[BEGIN DATA TO PROCESS]

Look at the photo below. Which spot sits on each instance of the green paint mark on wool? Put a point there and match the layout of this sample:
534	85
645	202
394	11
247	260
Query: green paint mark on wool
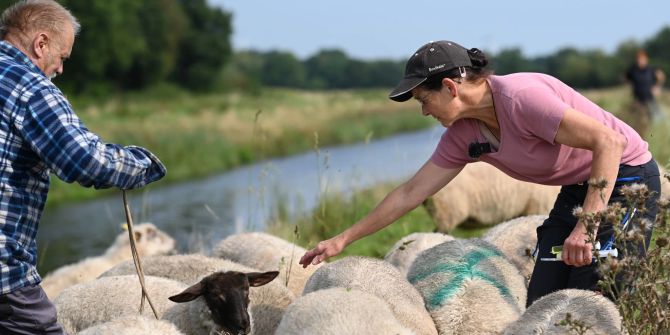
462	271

[END DATA TO PROCESS]
[BEGIN DATA TO PROCESS]

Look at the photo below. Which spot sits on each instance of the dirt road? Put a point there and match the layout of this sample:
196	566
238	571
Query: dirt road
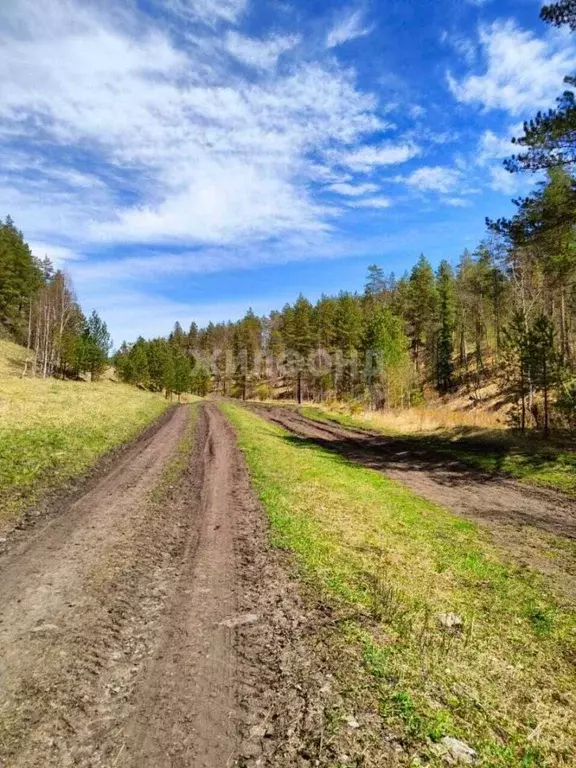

[END DATA TO PROCESS]

◆ **AIM**
Can you recast the lines from the one containing "of the dirt" up to and including the one containing "Query: dirt road" as a numbered list, skipping any blank lines?

◆ **THE RESULT**
1. Look at the photo below. Which spot sits on each instance of the dirt road? Put a point there and match the layout of this sample:
2. 196	566
3. 238	571
4. Query: dirt road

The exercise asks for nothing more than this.